EXERCISE 1
In the oil market passage, how low did West Texas Intermediate prices fall in April?
EXERCISE 2
Resume the passage on crude oil markets after its last sentence and carry it forward.

PASSAGE SHOWN
------------------------------

It has been one heck of a roller coaster ride in global crude oil markets this year. A temporary Russia-Saudi Arabia price war, a monumental crash in demand, and a supply glut. And, of course, who can forget about price movement in 2020? After kicking off the roaring twenties 2.0 above $65 a barrel, West Texas Intermediate (WTI) prices cratered to as low as -$40.32 in April. This is the first time in history that oil prices crashed to below zero. Since then, WTI has recovered to as high as $43, but prices have been trending downward in recent sessions, slipping below $40 per barrel. With only a few months of the year left, what is the state of the energy industry today?
A Saudi Discount
Saudi Arabia announced that it would be lowering the official October selling price for Arab Light grade crude that it sells to Asia and the United States. This would represent the second consecutive month of price cuts for Asian importers, and it would also be the biggest drop in five months.

------------------------------

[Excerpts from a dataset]
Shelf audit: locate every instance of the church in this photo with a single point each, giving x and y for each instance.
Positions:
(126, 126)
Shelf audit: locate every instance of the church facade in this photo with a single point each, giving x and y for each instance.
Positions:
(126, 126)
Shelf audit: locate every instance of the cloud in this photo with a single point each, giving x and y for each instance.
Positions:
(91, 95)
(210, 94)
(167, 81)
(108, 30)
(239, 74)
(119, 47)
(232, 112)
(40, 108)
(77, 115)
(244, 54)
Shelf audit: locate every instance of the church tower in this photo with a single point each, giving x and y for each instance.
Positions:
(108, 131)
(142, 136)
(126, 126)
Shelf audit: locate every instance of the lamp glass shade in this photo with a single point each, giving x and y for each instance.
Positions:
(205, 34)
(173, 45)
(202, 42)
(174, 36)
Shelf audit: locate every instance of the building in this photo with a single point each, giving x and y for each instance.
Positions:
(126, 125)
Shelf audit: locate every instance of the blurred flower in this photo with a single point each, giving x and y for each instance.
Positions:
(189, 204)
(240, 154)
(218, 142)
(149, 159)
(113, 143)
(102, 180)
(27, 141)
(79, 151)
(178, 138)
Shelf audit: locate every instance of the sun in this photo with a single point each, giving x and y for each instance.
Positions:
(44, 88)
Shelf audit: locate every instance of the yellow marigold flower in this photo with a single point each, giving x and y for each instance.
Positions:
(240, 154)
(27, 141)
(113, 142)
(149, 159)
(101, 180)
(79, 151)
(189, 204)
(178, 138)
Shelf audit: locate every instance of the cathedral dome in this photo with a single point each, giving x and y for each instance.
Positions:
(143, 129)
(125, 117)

------------------------------

EXERCISE RESULT 1
As low as -$40.32 a barrel.

EXERCISE RESULT 2
The move signaled that there is diminishing demand for Saudi oil – both in the United States and China. The United States is still pumping out more than ten million barrels per day, and recent Baker Hughes data suggest the oil rig count is beginning to climb gradually. Chinese refiners spent most of 2020 stockpiling cheap crude in the aftermath of the market crash and the Coronavirus pandemic, so it is understandable why the world’s second-largest economy is buying fewer amounts of Saudi crude.
In August, Chinese oil imports came in at 47.48 million tons, down from a record high in July. Riyadh exported just 177,000 bpd to the United States, the lowest number in 35 years. Early estimates suggest that U.S. imports of Saudi crude will plummet to about 140,000 bpd in September. Plus, it is not looking good for the Saudis in October because the volume of crude loaded on tankers heading to the United States has been lower than usual.
Good Old Supply and Demand
Russian Deputy Energy Minister Pavel Sorokin recently told a local newspaper that international crude demand would not return to pre-pandemic levels for another two to three years. This analysis was supported by a recent assessment from industry observers.
According to a new report from the International Energy Agency (IEA), the oil recovery has stalled because of lackluster demand. In its latest Oil Market Report for August, the IEA revised its crude consumption forecast downward by 140,000 bpd from the previous month, which was also the first downgrade since the spring. Overall, the organization projects that crude demand this year would be 8.1 million bpd lower than it was in 2019.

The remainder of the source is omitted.